### Task to carry out
Carry none of the pictures over; write out the complete data exactly.

### Data supplied
╔══

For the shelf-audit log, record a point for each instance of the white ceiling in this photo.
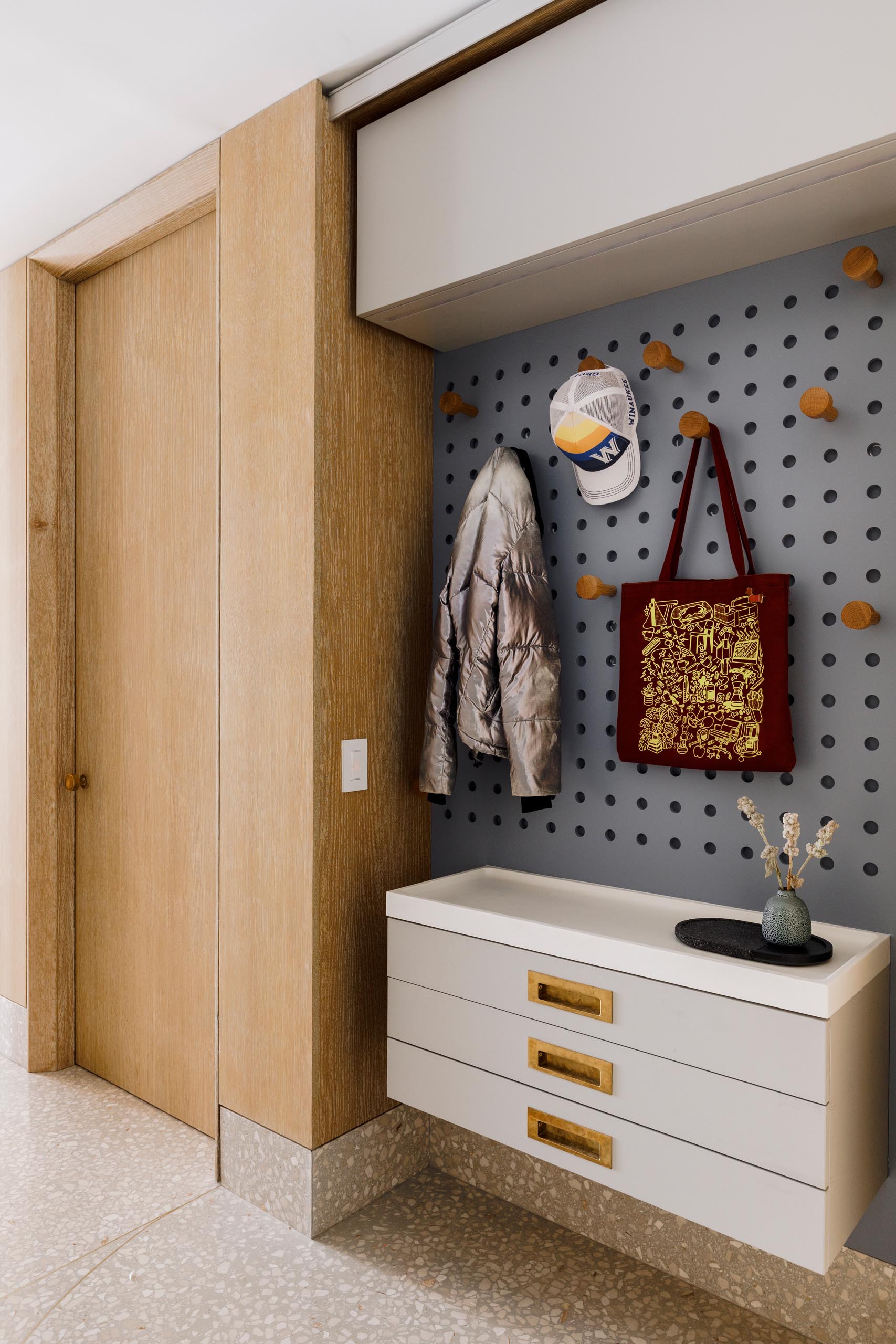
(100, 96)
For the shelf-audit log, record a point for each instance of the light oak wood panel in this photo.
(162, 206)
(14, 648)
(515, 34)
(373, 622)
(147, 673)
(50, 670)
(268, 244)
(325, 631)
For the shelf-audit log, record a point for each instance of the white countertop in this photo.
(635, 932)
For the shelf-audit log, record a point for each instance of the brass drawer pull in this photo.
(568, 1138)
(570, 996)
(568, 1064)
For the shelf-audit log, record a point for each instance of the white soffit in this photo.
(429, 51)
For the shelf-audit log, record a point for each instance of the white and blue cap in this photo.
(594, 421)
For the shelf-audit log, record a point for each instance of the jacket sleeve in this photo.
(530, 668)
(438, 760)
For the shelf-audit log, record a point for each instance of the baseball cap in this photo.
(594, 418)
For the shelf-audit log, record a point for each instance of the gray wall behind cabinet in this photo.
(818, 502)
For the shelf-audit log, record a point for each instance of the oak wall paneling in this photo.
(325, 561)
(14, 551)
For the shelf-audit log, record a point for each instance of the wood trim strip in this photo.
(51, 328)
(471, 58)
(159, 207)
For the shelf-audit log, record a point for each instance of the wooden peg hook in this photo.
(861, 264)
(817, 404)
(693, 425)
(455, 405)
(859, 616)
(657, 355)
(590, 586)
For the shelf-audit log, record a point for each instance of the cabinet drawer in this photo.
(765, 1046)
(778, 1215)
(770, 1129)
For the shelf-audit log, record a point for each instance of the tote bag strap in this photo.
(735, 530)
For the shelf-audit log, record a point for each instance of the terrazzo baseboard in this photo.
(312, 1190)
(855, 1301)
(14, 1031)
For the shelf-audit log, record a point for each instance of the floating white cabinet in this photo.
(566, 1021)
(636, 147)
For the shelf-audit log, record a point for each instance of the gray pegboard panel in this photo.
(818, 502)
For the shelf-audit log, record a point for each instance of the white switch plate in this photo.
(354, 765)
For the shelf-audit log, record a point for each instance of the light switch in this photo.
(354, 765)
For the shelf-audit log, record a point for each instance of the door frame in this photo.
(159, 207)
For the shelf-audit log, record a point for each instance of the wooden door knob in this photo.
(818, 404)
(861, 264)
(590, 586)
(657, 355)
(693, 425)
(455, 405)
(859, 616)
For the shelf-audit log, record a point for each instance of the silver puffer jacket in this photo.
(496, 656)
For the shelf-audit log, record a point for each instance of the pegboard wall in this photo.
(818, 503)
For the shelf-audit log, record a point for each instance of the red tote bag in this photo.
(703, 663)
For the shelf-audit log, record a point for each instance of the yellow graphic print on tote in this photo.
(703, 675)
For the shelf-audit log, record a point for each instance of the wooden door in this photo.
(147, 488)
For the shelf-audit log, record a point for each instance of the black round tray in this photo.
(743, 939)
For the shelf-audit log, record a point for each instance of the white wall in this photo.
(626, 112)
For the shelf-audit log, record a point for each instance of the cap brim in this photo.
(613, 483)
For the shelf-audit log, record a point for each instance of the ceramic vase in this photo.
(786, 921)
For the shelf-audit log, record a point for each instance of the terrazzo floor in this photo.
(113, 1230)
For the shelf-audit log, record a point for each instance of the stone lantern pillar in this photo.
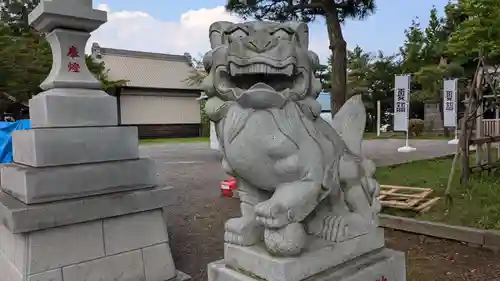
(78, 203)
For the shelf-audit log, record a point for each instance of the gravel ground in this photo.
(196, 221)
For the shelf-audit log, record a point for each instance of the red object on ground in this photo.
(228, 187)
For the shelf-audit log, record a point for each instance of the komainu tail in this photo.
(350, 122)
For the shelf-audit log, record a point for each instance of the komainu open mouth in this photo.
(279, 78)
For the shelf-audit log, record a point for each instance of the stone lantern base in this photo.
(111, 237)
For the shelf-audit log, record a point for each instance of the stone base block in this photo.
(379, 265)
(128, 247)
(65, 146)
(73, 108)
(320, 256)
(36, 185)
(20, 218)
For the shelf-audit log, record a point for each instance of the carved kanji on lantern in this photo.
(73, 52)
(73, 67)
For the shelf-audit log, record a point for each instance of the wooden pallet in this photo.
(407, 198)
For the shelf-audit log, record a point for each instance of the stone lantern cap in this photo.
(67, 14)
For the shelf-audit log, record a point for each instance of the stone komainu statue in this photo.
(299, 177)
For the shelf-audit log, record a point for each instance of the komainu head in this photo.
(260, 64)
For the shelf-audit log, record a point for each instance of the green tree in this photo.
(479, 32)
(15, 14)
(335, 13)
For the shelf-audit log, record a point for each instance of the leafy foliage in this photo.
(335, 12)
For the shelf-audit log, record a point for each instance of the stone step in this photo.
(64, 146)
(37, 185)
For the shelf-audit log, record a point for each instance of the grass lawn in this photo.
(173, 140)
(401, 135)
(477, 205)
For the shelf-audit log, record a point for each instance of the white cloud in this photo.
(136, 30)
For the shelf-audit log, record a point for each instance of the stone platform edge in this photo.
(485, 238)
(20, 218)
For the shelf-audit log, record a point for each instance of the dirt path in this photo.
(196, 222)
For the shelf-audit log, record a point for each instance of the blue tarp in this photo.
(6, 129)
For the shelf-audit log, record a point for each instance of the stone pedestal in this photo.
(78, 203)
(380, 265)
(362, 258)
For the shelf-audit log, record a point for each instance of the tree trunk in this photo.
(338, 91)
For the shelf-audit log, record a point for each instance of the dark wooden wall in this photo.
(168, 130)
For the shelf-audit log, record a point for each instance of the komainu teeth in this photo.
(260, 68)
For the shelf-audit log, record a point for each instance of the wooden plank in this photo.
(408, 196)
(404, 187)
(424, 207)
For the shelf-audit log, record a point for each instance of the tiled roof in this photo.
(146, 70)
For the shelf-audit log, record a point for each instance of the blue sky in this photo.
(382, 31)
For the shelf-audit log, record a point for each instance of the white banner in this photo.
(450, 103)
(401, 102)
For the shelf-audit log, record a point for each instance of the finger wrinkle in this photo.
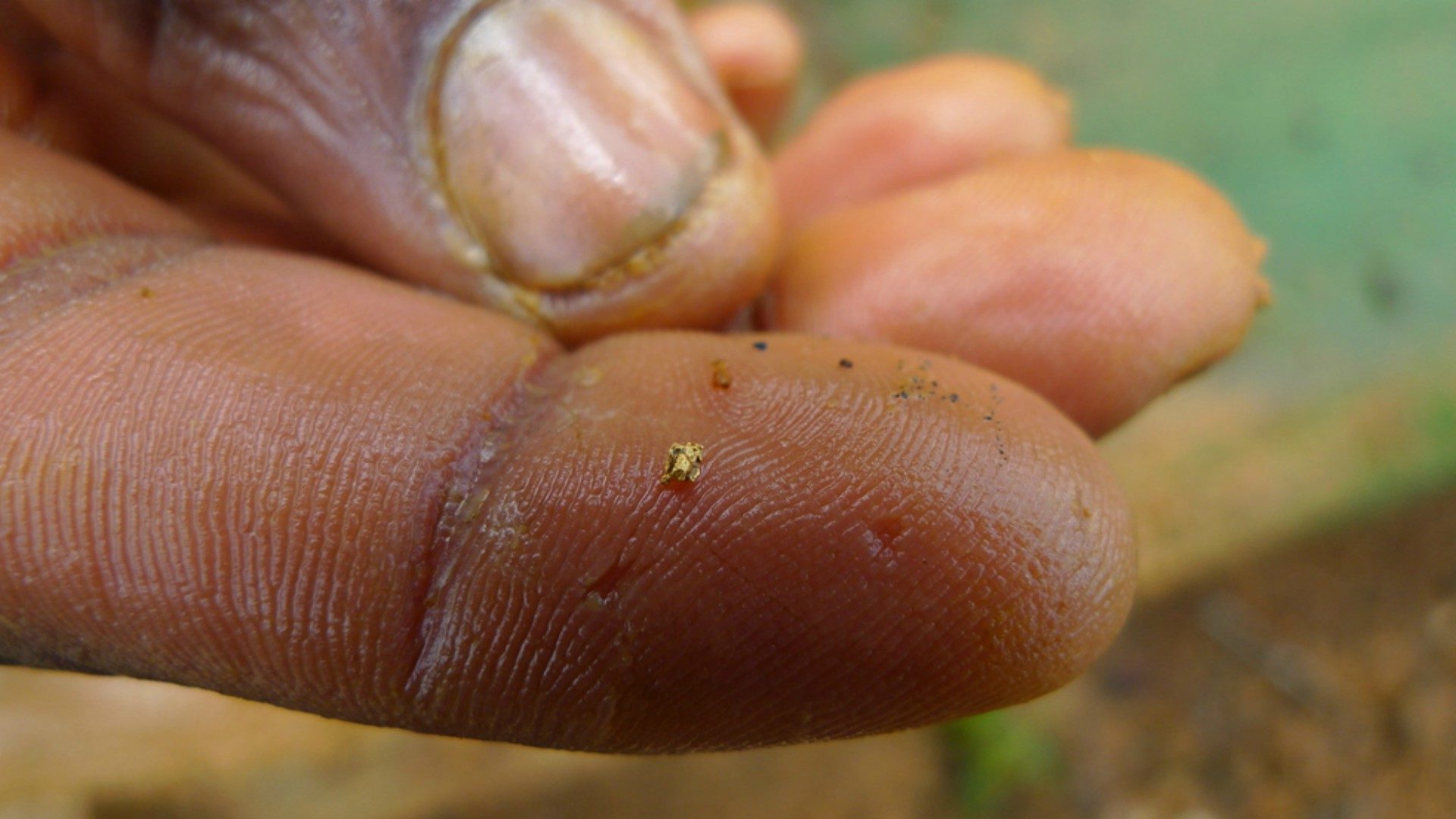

╚══

### Correct answer
For the shelf-audit log, record a point for each instance of the white ceiling in this photo.
(100, 96)
For the shelf-audit log, record a point for each instance of the light oak wood panel in this photo.
(162, 206)
(14, 648)
(515, 34)
(373, 622)
(147, 673)
(50, 670)
(268, 244)
(325, 631)
For the shelf-audit log, record a point for each instance of the white countertop in this photo.
(635, 932)
For the shelf-audit log, record a point for each instance of the brass drawer pull in this photo.
(568, 1138)
(570, 996)
(568, 1064)
For the shelf-audit log, record a point for each instance of the white soffit in this photo.
(429, 51)
For the shelf-audit log, record a point for each instance of the white and blue cap in this photo.
(594, 421)
For the shelf-audit log, record a point for each instance of the jacket sleeve in this photo.
(530, 668)
(438, 760)
For the shelf-audit log, record a point for each instance of the baseball cap in this photo.
(594, 418)
For the shelf-audit log, record a point for each instance of the gray wall behind cabinet in this photo.
(818, 502)
For the shelf-audit log, record a point for each instance of the oak wall paneling in this photo.
(325, 561)
(14, 551)
For the shelf-audit log, record a point for each instance of the wood trim strip in this photo.
(51, 328)
(471, 58)
(159, 207)
For the shelf-audit log, record a point for each instance of the wooden peg hook in this photo.
(861, 264)
(817, 404)
(693, 425)
(455, 405)
(859, 616)
(657, 355)
(590, 586)
For the shelf-audit log, record a point for each instance of the cabinet drawer in this photo.
(765, 1046)
(778, 1215)
(770, 1129)
For the shelf-audit log, record a point for each instance of the tote bag strap in this photo.
(735, 530)
For the shelf-audit log, record a point for each instance of the terrazzo baseboard in this photo.
(312, 1190)
(855, 1301)
(14, 1031)
For the shelf-audit log, record a point for each instance of the floating white cabinet in this photo.
(566, 1021)
(636, 147)
For the shelf-audit log, record a point for each instance of the gray pegboard panel in this photo.
(818, 502)
For the shelf-audit log, record a point for each instance of the white switch plate in this photo.
(354, 765)
For the shelf-audit log, record a point for each instance of the light switch in this photo.
(354, 765)
For the shelf-audit log, record a point for each instance of the door frame in this photo.
(159, 207)
For the shelf-audit log, record a point for each instance of the wooden door knob in this photo.
(818, 404)
(861, 264)
(590, 586)
(657, 355)
(693, 425)
(455, 405)
(859, 616)
For the shelf-audit log, record a point for each instance of the silver puffer jacket in this photo.
(496, 656)
For the shelf-audit log, record a point for each instance of the pegboard wall in this photo.
(818, 503)
For the shelf-audit log, record a point for each instance of the red tote bag in this photo.
(703, 663)
For the shelf-audit log, record a point for each instance of the yellow graphic print on tote in this photo.
(703, 675)
For the shelf-audit log, record a point for each instance of the wooden door in this photo.
(147, 488)
For the shelf-audit log, record a point for each instance of the black round tray in this photo.
(743, 939)
For the shelf-audit log, record a point for each instance of the white wall in this photo.
(626, 112)
For the shelf-audit log, record a point for each instance of the cap brim in this photo.
(613, 483)
For the shelf-audit log, record a point for each instance of the ceramic vase in this photo.
(786, 921)
For the shelf-audit log, record a point for each instance of the terrazzo floor in this photo.
(113, 1230)
For the shelf-audit log, record a point for each instance of the stone lantern pillar in this photo.
(78, 203)
For the shelf-audit log, record a point for each instance of the gravel ground in this photo.
(196, 221)
For the shelf-audit log, record a point for each instance of the red object on ground in this photo.
(228, 187)
For the shelf-audit log, record a point for each instance of the komainu tail in this photo.
(350, 122)
For the shelf-audit log, record a point for each instance of the komainu open mouth in this photo.
(279, 78)
For the shelf-audit log, record a point for each instance of the stone lantern base in this photo.
(111, 237)
For the shelf-audit log, record a point for each instance of the stone base block in this photo.
(379, 265)
(128, 247)
(65, 146)
(73, 108)
(320, 256)
(36, 185)
(20, 218)
For the shelf-audit log, record a point for each instance of the carved kanji on lantern in this photo.
(73, 52)
(73, 67)
For the shelf-audit log, record a point for each instance of the wooden pallet in this photo.
(407, 198)
For the shelf-audit log, record a point for each instance of the stone lantern cap in this photo.
(67, 14)
For the shelf-audit log, record a point for each instance of the stone komainu statue in this photo.
(299, 177)
For the shelf-audit log, record a point for each instance of the komainu head in this photo.
(260, 64)
For the shelf-audit log, record a point for each instance of the green tree in this photo.
(479, 32)
(15, 14)
(335, 13)
For the shelf-audit log, record a point for each instance of the leafy foliage in this photo.
(335, 12)
For the shelf-audit log, record a point for each instance of the stone step in this photo.
(64, 146)
(37, 185)
For the shelf-audit log, record a point for each instance of the grass lawn in this photo.
(173, 140)
(401, 135)
(477, 205)
For the shelf-audit log, record a point for each instance of the white cloud in this photo.
(136, 30)
For the shelf-audit log, record a point for each instance of the stone platform edge in this photo.
(485, 238)
(20, 218)
For the shelf-audit log, record a point for each instance of the dirt path in this photo.
(196, 222)
For the shelf-audit log, record a point for each instance of the blue tarp in this photo.
(6, 129)
For the shelf-audit log, record a point for each instance of the stone pedestal in this photo.
(78, 203)
(380, 265)
(362, 258)
For the shelf-audit log, record a point for each instance of the tree trunk in this photo.
(338, 91)
For the shelf-audit log, record a point for each instance of the dark wooden wall in this photo.
(168, 130)
For the shelf-audit log, record a point for each instance of the komainu teeth in this photo.
(260, 68)
For the shelf-audit log, record a point for each instance of the wooden plank in this photo.
(408, 196)
(404, 187)
(424, 207)
For the shelf-audit log, record a point for each instance of the tiled roof in this photo.
(146, 70)
For the shelf-audit log, record a point for each instance of the blue sky in this photo.
(382, 31)
For the shelf-audit log, record a point for each instance of the white banner in this photo.
(450, 103)
(401, 102)
For the shelf-audit log, record a point for each instance of the finger wrinkle in this photo.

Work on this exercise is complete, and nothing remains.